§ Page excerpt:
* * * * * * *
In response to the Trevyan Rowe investigation Rochester families are outraged by the lack of support they feel the Rochester City School District has for children with special needs. Spectrum News reporter Breon Martin shares what some parents expect from the district, moving forward.

ROCHESTER N.Y. — Outside of the Rochester City School District Central Office, concerned parents and advocates gathered for a rally for their kids.

“These kids need more help than any other kids,” said parent Daisy Hospedales. She was one of many parents with complaints that the district is lacking support for special needs students.

Hospedales says her son was once taken to Rochester General Hospital after his school called 911, which she says was “because of his behavior, and instead of putting him in pediatric the ended up sending him to a mental room. We need more teachers, more support; we need them to help these kids.”

While standing next to her young daughter, both were prepared to stand with the other parents and students.

Hospedales says the district needs more counselors, special education teachers and policies that protect the students — all of the tools Retha Lee, a former special education student, says the district failed to give her.

“They didn’t teach me anything,“ said Lee.

She says her experience in special education classes from the 3rd to 10th grade in the district were demeaning.
* * * * * * *
§ Records:
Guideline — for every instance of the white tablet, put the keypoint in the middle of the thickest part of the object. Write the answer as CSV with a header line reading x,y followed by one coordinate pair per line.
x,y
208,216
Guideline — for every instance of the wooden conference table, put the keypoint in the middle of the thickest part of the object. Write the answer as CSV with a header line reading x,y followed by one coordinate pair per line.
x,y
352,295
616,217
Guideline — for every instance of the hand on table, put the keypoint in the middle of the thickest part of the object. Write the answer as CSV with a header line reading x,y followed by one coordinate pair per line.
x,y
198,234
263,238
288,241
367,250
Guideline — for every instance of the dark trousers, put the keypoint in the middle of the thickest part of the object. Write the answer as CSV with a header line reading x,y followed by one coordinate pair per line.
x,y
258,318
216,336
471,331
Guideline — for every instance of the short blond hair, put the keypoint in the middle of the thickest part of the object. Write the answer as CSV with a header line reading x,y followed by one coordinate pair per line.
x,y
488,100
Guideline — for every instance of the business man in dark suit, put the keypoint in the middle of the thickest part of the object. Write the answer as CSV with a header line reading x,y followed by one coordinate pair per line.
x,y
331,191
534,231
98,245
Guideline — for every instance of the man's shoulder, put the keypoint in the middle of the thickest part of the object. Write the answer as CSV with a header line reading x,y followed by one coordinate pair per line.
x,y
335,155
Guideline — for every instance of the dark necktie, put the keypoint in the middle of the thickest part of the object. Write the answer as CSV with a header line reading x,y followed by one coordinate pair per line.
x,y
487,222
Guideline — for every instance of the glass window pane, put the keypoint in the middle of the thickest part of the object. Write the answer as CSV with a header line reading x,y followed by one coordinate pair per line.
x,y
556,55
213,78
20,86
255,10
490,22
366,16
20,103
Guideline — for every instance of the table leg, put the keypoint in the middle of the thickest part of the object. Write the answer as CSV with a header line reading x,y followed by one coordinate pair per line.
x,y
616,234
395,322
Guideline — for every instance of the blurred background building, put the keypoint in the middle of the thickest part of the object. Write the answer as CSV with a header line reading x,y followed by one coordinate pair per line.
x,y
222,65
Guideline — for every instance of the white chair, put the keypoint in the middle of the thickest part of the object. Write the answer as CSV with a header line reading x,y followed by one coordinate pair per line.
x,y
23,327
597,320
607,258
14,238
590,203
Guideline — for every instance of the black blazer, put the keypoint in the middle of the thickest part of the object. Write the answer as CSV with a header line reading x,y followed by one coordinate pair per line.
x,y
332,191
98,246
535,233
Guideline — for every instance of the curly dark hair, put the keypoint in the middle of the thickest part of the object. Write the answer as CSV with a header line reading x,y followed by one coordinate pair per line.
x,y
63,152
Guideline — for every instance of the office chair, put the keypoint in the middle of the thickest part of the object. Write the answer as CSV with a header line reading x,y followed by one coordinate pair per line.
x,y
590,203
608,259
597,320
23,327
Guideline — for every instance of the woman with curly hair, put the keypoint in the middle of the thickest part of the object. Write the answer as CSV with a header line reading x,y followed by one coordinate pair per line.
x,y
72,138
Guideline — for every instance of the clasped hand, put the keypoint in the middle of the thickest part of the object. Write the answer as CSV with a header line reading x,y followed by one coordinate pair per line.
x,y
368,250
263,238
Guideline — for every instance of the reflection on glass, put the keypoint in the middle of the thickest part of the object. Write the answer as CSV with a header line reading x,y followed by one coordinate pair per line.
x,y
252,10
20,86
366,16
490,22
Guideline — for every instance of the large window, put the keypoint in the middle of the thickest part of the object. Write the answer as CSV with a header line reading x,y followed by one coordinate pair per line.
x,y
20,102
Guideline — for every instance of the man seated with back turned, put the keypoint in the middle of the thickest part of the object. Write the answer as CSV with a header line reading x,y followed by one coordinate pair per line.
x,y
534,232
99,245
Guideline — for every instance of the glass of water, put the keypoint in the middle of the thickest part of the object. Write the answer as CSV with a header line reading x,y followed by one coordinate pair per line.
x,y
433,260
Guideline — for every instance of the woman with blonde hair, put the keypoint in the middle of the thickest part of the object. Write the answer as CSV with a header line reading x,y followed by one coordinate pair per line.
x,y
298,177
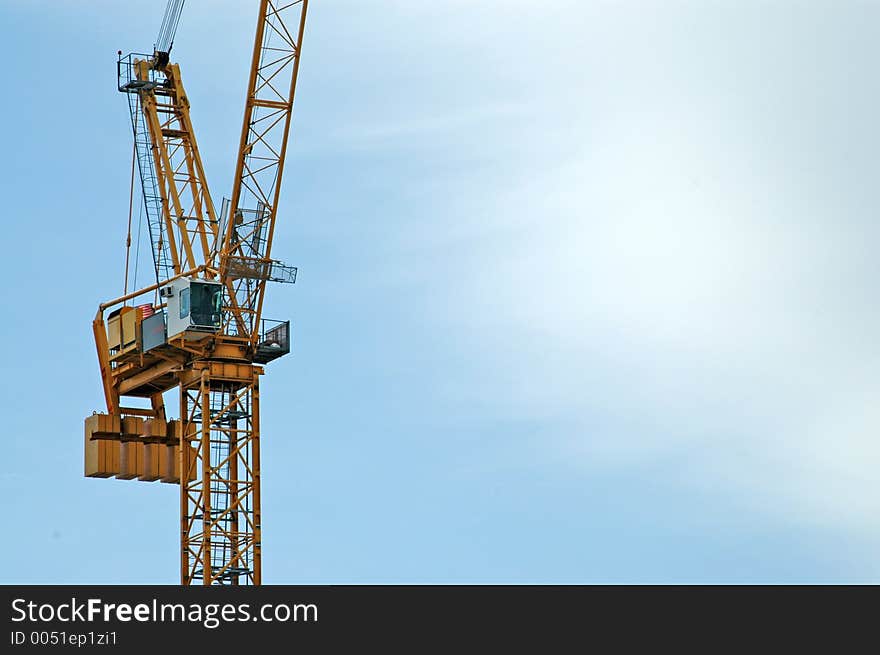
* * * * * * *
§ Problem A: In the news report, where did the concerned parents and advocates gather for their rally?
§ Problem B: Set down, word for word, the portion of the news report that begins at the words "Hospedales says the" and stops after the words "to give her.".

§ Final answer A: Outside the Rochester City School District Central Office.

§ Final answer B:
Hospedales says the district needs more counselors, special education teachers and policies that protect the students — all of the tools Retha Lee, a former special education student, says the district failed to give her.